*TASK REQUIREMENTS*
Can you copy out, character for character, the part of the records below that opens with the line containing "Find the planter's neck;" and closes with the line containing "170], [101, 174]]", including both of those lines?
┄┄┄┄┄┄
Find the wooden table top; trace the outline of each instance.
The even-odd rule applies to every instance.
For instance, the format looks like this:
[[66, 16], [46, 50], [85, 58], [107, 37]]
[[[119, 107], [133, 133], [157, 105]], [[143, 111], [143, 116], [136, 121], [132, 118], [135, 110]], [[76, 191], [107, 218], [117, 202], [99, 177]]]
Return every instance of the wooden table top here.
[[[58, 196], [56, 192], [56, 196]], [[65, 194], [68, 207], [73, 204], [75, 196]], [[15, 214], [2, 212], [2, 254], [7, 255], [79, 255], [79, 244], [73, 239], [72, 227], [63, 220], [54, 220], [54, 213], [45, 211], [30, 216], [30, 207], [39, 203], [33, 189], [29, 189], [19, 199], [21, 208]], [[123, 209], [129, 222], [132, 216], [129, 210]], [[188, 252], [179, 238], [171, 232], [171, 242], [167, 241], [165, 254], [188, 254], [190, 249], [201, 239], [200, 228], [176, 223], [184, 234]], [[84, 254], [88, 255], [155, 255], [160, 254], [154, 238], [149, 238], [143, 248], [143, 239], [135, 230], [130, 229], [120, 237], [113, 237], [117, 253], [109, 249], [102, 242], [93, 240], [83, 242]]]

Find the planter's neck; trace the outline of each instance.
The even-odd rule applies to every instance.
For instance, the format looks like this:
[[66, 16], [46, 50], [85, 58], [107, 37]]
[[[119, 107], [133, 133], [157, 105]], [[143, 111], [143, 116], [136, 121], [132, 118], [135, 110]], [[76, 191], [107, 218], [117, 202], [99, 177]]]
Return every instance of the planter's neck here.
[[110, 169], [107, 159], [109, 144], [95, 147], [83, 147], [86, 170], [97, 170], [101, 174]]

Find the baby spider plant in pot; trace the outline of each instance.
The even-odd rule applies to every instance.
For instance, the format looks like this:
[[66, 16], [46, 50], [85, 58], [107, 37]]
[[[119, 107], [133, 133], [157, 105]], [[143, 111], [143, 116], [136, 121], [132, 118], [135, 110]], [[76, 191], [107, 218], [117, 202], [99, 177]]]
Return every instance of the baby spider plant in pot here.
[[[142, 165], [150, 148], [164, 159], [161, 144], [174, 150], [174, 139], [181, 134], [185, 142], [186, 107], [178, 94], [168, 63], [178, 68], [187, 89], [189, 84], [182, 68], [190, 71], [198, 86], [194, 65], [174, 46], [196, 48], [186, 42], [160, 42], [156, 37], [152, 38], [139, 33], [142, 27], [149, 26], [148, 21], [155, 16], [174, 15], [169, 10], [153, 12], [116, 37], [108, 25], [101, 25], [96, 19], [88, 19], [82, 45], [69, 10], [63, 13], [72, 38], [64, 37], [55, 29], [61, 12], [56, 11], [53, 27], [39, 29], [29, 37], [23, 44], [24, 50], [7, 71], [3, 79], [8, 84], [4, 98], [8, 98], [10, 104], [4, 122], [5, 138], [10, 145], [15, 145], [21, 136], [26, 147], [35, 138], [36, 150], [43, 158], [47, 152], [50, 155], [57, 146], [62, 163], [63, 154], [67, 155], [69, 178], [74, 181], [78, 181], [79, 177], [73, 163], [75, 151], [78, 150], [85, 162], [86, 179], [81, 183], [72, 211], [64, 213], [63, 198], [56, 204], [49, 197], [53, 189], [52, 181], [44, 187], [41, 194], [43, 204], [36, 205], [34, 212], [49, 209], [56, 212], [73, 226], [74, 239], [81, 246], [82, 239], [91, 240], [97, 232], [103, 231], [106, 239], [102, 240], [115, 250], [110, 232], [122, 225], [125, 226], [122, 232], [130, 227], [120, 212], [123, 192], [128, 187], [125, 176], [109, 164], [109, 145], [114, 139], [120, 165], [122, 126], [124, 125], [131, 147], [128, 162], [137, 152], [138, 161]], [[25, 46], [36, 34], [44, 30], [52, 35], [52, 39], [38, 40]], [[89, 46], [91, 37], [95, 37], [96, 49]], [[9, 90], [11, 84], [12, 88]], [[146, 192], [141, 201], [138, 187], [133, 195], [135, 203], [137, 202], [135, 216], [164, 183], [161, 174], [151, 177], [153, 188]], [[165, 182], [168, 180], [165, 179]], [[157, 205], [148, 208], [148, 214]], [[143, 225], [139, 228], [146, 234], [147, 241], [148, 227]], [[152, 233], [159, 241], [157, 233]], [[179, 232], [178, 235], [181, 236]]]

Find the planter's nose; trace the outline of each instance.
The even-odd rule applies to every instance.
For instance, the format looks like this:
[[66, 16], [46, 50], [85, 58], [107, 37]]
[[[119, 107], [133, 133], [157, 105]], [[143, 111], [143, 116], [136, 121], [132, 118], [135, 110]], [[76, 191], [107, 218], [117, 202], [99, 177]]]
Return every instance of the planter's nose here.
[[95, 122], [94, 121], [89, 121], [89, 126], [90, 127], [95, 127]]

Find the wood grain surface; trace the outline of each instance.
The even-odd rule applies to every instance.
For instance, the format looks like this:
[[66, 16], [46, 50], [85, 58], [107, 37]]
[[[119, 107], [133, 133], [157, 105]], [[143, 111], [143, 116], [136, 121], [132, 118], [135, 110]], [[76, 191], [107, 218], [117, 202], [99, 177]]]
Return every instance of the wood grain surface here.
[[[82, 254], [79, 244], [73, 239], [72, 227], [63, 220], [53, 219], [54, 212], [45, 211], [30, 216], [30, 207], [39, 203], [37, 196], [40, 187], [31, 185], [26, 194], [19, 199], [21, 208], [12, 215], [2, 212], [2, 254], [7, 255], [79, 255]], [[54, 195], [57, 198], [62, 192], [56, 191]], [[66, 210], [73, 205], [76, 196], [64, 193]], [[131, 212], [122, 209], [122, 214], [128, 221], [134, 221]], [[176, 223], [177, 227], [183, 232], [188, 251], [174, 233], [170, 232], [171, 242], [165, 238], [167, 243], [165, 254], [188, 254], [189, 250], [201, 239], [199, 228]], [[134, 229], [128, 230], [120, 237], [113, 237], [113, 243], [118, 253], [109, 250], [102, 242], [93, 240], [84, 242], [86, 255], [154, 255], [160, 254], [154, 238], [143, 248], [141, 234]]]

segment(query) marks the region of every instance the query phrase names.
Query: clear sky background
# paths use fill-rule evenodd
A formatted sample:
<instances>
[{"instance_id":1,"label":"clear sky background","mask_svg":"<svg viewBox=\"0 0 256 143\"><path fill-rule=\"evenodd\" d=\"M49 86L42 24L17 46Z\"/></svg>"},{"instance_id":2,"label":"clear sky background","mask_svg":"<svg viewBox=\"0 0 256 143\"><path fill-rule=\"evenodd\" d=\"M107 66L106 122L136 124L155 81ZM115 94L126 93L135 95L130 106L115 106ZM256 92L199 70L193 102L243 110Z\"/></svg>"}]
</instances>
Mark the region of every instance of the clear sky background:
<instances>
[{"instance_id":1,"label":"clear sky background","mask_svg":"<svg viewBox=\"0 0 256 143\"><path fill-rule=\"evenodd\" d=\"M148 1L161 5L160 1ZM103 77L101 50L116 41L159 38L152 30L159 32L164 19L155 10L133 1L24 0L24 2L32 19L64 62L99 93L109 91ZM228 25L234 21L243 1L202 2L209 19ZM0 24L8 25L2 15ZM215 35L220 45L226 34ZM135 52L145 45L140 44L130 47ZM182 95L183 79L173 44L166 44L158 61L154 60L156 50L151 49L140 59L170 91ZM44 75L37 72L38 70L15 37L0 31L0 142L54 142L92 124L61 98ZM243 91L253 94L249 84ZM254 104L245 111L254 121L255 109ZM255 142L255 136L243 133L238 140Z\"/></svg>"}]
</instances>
┄┄┄┄┄┄
*EXERCISE OUTPUT*
Find the planter's neck; trace the outline of each instance.
The even-odd rule applies to every instance.
For instance, the format looks like this:
[[66, 16], [46, 50], [85, 58], [107, 37]]
[[[119, 107], [133, 133], [157, 105]], [[143, 111], [143, 116], [136, 121], [132, 118], [135, 110]], [[76, 191], [107, 218], [117, 202], [99, 177]]]
Return every instance of the planter's neck here.
[[110, 169], [107, 159], [109, 144], [95, 147], [83, 147], [86, 170], [97, 170], [101, 174]]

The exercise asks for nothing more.